__GIVEN EXERCISE__
Return each line of the listing below, unchanged, and omit the images.

Entries from a pointing dataset:
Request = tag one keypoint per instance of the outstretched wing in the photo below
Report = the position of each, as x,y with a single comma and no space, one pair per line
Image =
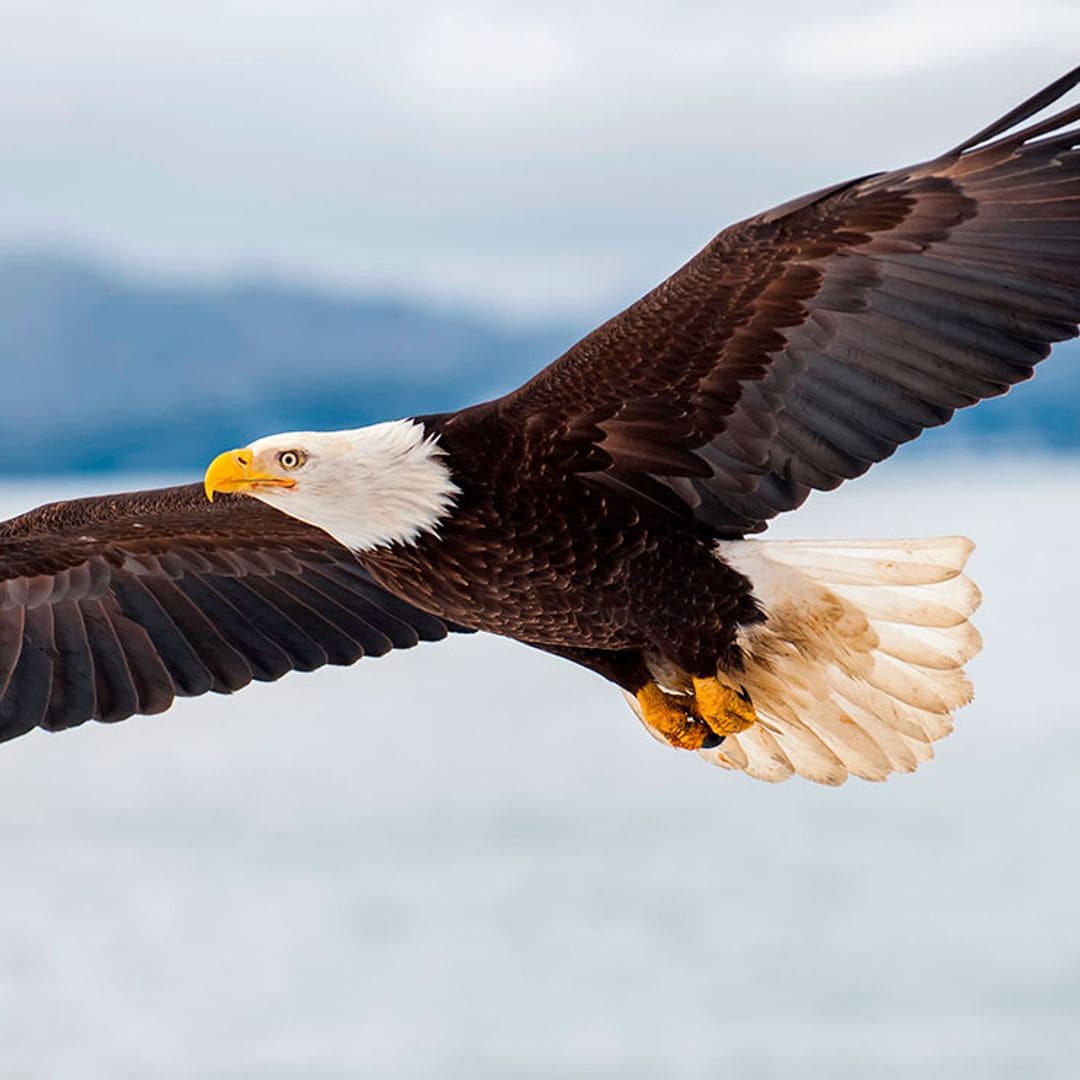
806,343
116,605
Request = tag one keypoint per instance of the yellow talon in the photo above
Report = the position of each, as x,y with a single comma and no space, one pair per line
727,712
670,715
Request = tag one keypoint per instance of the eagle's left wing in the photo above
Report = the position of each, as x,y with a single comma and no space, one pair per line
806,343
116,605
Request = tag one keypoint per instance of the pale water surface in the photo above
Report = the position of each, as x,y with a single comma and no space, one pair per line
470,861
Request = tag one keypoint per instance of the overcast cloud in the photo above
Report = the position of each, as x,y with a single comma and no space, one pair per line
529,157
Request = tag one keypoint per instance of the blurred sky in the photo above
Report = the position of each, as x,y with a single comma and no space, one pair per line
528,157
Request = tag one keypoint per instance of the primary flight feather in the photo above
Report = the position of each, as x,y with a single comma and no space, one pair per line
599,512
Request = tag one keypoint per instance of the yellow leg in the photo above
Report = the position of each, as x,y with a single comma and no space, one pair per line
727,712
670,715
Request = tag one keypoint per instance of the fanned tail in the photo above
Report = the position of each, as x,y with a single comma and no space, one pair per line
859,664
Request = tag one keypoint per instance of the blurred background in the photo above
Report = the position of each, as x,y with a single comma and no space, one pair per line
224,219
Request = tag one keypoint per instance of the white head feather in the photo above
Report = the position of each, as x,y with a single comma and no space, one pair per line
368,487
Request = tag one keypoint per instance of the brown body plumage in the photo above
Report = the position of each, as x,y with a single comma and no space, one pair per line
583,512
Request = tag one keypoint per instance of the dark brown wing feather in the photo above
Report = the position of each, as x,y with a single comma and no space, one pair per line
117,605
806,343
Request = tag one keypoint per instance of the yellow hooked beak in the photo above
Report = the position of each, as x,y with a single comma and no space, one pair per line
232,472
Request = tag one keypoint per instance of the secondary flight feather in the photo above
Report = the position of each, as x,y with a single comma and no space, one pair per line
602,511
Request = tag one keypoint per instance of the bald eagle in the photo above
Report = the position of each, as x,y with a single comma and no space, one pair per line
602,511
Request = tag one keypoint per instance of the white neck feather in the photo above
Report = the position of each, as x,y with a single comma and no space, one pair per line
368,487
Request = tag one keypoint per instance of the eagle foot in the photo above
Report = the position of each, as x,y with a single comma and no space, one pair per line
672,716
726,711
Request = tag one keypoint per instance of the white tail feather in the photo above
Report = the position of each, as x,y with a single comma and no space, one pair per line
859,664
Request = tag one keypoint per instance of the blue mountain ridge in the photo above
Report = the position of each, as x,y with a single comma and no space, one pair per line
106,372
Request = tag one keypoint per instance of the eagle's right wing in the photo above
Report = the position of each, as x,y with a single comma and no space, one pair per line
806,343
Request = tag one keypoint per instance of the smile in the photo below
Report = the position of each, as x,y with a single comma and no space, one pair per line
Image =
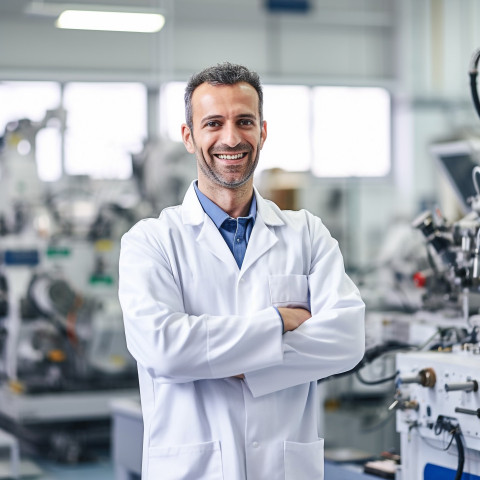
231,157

__CORRECT OUTPUT__
Request = tag one keypoint per instance of the outstretched wing in the photo below
Report = the position of each, as x,y with a single comma and no space, one pair per line
Image =
806,343
116,605
Request = tag one keypoint per instance of the yellow talon in the photo above
Report = the position of each, as x,y with a single comma and no space, one pair per line
727,712
670,715
Request = tag one keypoint per instance of the eagle's left wing in the photo above
Report = the position of each, as x,y with a single comma and no space, one pair per line
806,343
116,605
Request = tag one keypoint per instance of the pale water surface in the photo above
Report = the position of each, as x,y with a single comma and no space, one pair per line
470,861
Request = tag one keypoint per instance of the overcast cloud in the photo above
Report = the position of each, as x,y with a single comma and no space, one pair per line
529,157
Request = tag one keypoint per instance of the blurred sky in the photo above
Report = the position of each, as x,y with a single comma and no space, one pair per line
528,157
Request = tag one keypoint per instance of the primary flight feather in the photo above
Report = the position of each, as x,y with a single comma and no space, one pair per line
599,512
Request = tag one keypoint per instance of the yellow leg in the photo above
Report = the position of each, as x,y with a single comma and no space, one pair per line
727,712
670,715
Request = tag one keypoint per instance of the fanned tail in the photo above
Report = the position of each, as x,y with a single comma and no space, one pair per line
859,664
Request = tag one keypoint per instance of the blurred background in the photo above
Report = the position of each, as x,y with a single comma and no space, one pair per line
224,219
Request = tag one keypoint per instance of the white head feather in the photo above
Report = the position of each, as x,y with a single comma and no space, one pair per line
368,487
Request = tag one keypoint per instance of the brown body plumage in the photo above
Report = the position of each, as x,y with a single comma and no space, one pair per line
583,512
Request = tag one keypoint per instance of the dark brown wing feather in the photo above
Report = the position of each, as x,y with a single comma and no space, one pair per line
117,605
806,343
Request = tag one keypoint per instance of the yellow hooked beak in the photo above
Report = the position of each, as x,y with a single comma and no space, one pair per line
232,472
Request = tag one keypoint per instance of the secondary flight feather in the photo above
Report = the position of each, as x,y with a single comma and no space, one pair per line
602,511
Request = tag one keypoint per instance of the bald eagle in the photo above
Report = the position of each, as x,y with a single comma and no space, one pair per line
602,511
Request = tag one keypoint per instance of the white neck feather in the photo above
Report = the position of each, as x,y with a single comma and no space, one pair per line
368,487
Request = tag one keypoint per instance of the eagle foot in the photo above
Report = the position of each, as x,y with a single comma and no space, one pair per line
672,716
726,711
Request = tag one keypoint per instance of the white tail feather in the photo above
Report = the position of each, as x,y with a single comma and no space, one pair per line
859,664
Request = tag one keypoint per instance of the blue mountain ridge in the photo above
Report = the position of each, as x,y with a single comma and no space, one pair per line
106,372
Request = tag one keypoint per instance of the eagle's right wing in the photo above
Report = the position of each, as x,y with a single comma and no space, one pair per line
806,343
Request = tag one keypoint per instance of the smile in the photo below
Report = the position of each, as x,y with a single comma and no space, one pair per line
Image =
231,157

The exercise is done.